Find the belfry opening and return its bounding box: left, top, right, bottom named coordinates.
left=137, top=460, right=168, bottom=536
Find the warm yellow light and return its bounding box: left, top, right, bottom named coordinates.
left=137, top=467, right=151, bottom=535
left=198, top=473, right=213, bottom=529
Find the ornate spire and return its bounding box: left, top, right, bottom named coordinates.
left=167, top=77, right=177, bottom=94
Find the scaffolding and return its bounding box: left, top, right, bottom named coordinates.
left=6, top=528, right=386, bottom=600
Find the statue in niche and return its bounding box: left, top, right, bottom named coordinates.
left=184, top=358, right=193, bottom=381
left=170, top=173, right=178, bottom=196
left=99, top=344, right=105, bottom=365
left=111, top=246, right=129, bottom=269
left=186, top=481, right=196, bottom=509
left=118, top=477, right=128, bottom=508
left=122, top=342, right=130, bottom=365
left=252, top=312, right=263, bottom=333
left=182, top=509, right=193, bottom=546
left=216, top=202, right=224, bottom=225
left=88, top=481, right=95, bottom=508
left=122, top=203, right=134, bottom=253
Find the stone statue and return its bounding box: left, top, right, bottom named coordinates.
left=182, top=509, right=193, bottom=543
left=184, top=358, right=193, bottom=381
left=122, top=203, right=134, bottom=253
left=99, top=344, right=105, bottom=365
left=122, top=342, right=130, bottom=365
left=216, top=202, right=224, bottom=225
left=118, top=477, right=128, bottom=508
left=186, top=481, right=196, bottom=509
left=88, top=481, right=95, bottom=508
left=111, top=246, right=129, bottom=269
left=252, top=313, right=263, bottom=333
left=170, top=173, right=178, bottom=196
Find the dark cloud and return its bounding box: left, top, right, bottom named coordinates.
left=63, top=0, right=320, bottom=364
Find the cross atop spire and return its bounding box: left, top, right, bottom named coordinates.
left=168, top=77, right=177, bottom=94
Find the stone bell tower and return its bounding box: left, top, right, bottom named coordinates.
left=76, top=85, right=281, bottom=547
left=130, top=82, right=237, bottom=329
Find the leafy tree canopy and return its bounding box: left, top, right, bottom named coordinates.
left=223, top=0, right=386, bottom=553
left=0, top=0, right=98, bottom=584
....
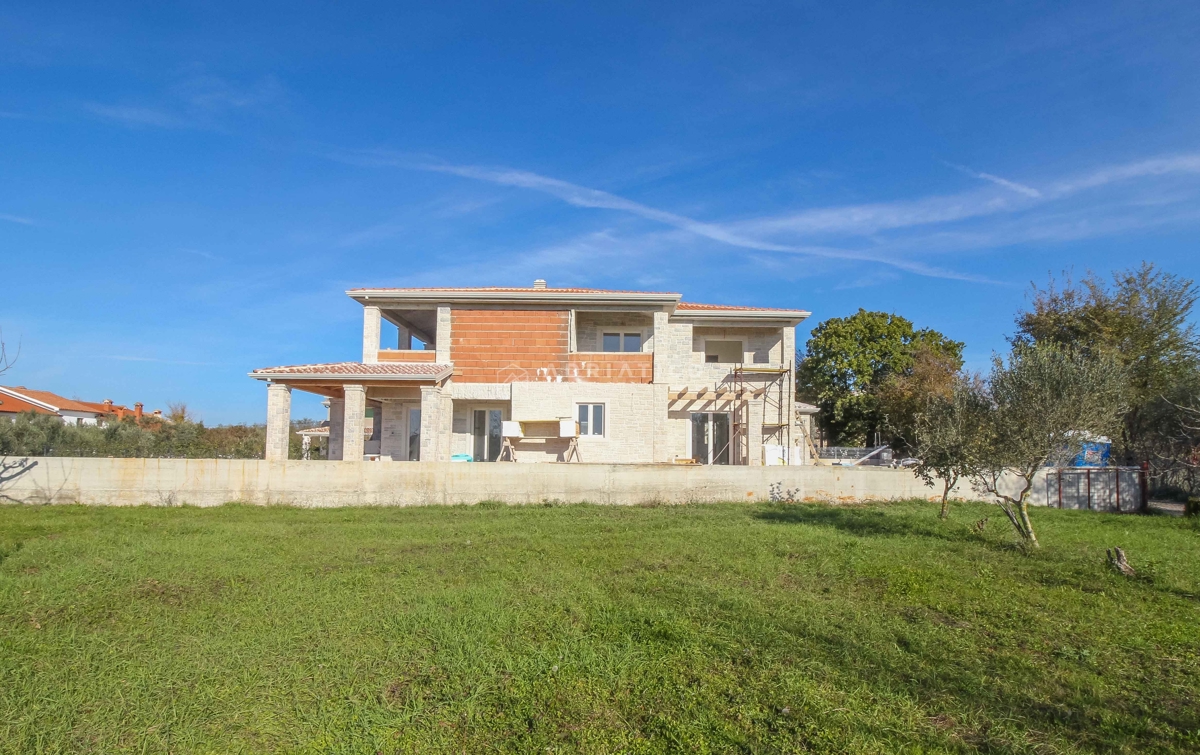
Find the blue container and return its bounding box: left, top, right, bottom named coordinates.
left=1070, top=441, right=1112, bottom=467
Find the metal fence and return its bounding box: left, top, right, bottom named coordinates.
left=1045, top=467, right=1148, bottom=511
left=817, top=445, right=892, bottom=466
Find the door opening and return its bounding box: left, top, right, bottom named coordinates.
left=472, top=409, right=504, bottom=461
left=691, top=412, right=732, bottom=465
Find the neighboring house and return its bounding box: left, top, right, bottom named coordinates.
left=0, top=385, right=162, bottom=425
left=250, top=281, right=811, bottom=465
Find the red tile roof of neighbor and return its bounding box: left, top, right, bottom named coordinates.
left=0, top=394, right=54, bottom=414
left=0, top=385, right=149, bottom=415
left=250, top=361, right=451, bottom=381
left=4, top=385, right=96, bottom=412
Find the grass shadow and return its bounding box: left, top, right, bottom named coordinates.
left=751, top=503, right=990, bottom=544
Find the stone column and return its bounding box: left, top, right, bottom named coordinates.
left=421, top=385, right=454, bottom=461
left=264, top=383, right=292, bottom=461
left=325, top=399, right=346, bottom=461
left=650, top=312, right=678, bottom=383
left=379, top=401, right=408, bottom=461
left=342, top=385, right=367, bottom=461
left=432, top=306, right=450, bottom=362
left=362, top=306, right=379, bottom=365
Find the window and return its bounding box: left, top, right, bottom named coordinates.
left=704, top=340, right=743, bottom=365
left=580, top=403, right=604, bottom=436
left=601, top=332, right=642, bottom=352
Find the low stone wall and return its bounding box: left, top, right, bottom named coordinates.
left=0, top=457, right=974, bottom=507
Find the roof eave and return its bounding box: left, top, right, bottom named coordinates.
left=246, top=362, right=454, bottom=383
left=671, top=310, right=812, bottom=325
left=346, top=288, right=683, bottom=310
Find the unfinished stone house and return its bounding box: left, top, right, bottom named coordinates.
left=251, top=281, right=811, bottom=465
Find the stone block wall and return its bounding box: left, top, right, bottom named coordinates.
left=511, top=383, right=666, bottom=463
....
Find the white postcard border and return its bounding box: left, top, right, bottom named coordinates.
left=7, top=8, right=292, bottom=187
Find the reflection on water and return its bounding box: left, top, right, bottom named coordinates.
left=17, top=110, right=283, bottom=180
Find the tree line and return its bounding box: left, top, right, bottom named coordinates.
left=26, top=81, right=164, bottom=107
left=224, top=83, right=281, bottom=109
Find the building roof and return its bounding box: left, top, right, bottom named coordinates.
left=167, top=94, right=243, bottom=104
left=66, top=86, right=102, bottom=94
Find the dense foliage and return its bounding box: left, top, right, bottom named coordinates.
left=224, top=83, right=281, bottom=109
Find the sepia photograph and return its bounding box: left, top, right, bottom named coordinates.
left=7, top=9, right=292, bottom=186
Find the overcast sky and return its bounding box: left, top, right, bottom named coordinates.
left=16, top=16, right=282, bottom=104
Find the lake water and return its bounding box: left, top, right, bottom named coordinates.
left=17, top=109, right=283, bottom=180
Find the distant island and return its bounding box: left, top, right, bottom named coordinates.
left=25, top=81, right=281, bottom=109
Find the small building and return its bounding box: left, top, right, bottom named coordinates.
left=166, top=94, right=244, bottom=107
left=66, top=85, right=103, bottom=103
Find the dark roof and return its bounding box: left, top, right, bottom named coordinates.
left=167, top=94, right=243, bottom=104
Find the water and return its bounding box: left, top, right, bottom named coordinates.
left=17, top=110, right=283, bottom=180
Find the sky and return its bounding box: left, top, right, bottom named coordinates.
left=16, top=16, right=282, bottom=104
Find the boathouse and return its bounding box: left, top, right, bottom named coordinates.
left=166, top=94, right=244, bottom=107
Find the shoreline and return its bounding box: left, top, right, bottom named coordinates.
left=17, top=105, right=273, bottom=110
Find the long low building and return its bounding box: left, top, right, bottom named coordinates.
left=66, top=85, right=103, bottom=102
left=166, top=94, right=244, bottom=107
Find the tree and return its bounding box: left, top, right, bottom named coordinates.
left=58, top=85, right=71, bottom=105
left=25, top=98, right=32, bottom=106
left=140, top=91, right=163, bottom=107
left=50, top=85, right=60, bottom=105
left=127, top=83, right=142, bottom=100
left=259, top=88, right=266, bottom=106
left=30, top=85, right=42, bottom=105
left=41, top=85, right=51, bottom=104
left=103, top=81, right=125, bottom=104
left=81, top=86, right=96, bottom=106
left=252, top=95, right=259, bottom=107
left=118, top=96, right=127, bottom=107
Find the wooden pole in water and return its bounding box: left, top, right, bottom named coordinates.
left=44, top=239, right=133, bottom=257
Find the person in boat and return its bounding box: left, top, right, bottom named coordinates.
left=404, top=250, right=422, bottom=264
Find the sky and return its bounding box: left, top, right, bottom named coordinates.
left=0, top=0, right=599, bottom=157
....
Can you return the rows above, unchanged, from the line holding "Find the belfry" through the line holding "left=168, top=77, right=177, bottom=94", both of those lines included?

Find the belfry opening and return its bounding box: left, top, right, bottom named coordinates.
left=137, top=460, right=168, bottom=536
Find the warm yellow light and return its bounding box: left, top, right, bottom named coordinates.
left=137, top=467, right=151, bottom=535
left=198, top=473, right=213, bottom=529
Find the ornate spire and return its bounding box: left, top, right, bottom named coordinates.
left=167, top=77, right=177, bottom=94
Find the scaffolding and return its bounding box: left, top, right, bottom named coordinates.
left=6, top=528, right=386, bottom=600
Find the statue in niche and return its bounding box: left, top, right, bottom named coordinates.
left=184, top=358, right=193, bottom=381
left=170, top=173, right=178, bottom=196
left=99, top=344, right=105, bottom=365
left=111, top=246, right=129, bottom=269
left=186, top=481, right=196, bottom=509
left=118, top=477, right=128, bottom=508
left=122, top=342, right=130, bottom=365
left=252, top=312, right=263, bottom=333
left=182, top=509, right=193, bottom=546
left=216, top=202, right=224, bottom=225
left=88, top=481, right=95, bottom=508
left=122, top=203, right=134, bottom=253
Find the stone statue and return its bounding box: left, top, right, bottom named coordinates.
left=182, top=509, right=193, bottom=543
left=184, top=358, right=193, bottom=381
left=122, top=203, right=134, bottom=253
left=99, top=344, right=105, bottom=365
left=122, top=342, right=130, bottom=365
left=216, top=202, right=224, bottom=225
left=118, top=477, right=128, bottom=508
left=186, top=481, right=196, bottom=509
left=88, top=481, right=95, bottom=508
left=111, top=246, right=129, bottom=269
left=252, top=313, right=263, bottom=333
left=170, top=173, right=178, bottom=196
Find the dark cloud and return its bounding box: left, top, right, bottom named coordinates.
left=63, top=0, right=320, bottom=364
Find the cross atop spire and return its bounding box: left, top, right, bottom named coordinates.
left=168, top=77, right=177, bottom=94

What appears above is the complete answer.